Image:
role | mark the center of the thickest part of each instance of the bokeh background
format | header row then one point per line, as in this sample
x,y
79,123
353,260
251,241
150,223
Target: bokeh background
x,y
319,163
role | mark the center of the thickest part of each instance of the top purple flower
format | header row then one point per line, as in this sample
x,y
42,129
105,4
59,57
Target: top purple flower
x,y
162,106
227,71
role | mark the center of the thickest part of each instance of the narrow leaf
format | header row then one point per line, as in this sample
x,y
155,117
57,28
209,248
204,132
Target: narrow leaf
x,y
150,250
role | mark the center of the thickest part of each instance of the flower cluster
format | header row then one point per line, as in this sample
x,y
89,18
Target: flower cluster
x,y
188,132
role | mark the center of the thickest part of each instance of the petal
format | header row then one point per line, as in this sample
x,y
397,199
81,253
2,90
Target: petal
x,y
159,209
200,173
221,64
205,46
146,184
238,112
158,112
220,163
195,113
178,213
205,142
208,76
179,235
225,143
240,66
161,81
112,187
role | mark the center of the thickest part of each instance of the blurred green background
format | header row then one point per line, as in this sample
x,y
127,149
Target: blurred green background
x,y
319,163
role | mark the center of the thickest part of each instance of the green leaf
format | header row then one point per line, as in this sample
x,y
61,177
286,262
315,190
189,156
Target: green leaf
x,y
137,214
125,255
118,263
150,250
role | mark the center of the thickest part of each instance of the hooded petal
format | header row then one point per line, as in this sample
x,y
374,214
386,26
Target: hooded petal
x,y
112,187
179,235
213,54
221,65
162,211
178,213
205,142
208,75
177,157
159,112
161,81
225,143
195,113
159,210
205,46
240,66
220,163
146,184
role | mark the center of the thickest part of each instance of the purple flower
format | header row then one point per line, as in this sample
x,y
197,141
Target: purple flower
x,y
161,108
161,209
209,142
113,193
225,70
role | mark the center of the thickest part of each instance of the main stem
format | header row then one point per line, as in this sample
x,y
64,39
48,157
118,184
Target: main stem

+++

Output every line of the records above as a numbered list, omitting any blank lines.

1. Image:
2. role | mark the center of the thickest part of each instance of the bokeh background
3. format | header row then one point per line, as in this sample
4. x,y
5. 79,123
6. 353,260
7. 251,241
8. 150,223
9. Target: bokeh background
10. x,y
11. 319,163
12. role | mark the center of the thickest part of each instance of the top purple flower
13. format | header row then one point per line, as in this sample
14. x,y
15. 42,129
16. 105,4
17. 59,57
18. Target: top purple flower
19. x,y
20. 162,106
21. 227,71
22. role | mark the center of the thickest part of each instance of the narrow leaf
23. format | header row then one point per line, as in this sample
24. x,y
25. 155,117
26. 57,28
27. 209,248
28. 204,132
29. Target: narrow leaf
30. x,y
31. 150,250
32. role | mark the center of the thickest part of each instance of the flower cluster
33. format | header row then one point per line, as in this sample
34. x,y
35. 89,18
36. Target: flower cluster
37. x,y
38. 188,132
39. role | mark the center of the thickest part of each instance of the petal
40. format | header row then one point per line, as in this sample
41. x,y
42. 397,199
43. 81,253
44. 2,90
45. Target: petal
46. x,y
47. 159,209
48. 200,173
49. 221,64
50. 205,46
51. 146,184
52. 238,112
53. 158,112
54. 220,163
55. 195,113
56. 178,213
57. 205,142
58. 208,76
59. 179,235
60. 225,143
61. 240,66
62. 161,81
63. 112,187
64. role | mark the center of the thickest part of each instance of the blurred green background
65. format | header row then one point per line, as in this sample
66. x,y
67. 127,149
68. Target: blurred green background
69. x,y
70. 319,163
71. role | mark the center of the thickest part of each instance of the green leaf
72. format | header row then one point per line, as in this sample
73. x,y
74. 61,177
75. 286,262
76. 315,190
77. 189,156
78. Target: green leaf
79. x,y
80. 137,214
81. 125,255
82. 118,263
83. 150,250
84. role | mark the center of the thickest part of each instance of the hooded petal
85. format | header row then one point per line, as in this sample
86. x,y
87. 374,214
88. 386,26
89. Target: hooded petal
90. x,y
91. 112,187
92. 179,235
93. 213,54
94. 221,65
95. 162,211
96. 178,213
97. 205,142
98. 208,75
99. 177,157
100. 159,112
101. 161,81
102. 225,143
103. 195,113
104. 159,210
105. 205,46
106. 240,66
107. 220,163
108. 146,184
109. role | mark the center of the thickest part of each instance of the purple flower
110. format | header row then one point per line, as in this sample
111. x,y
112. 197,141
113. Target: purple flower
114. x,y
115. 161,108
116. 161,209
117. 209,142
118. 113,193
119. 225,70
120. role | mark the center of the thickest part of each instance of the main stem
121. format | header row then one point per line, as in this sample
122. x,y
123. 64,39
124. 48,157
125. 118,184
126. Target: main stem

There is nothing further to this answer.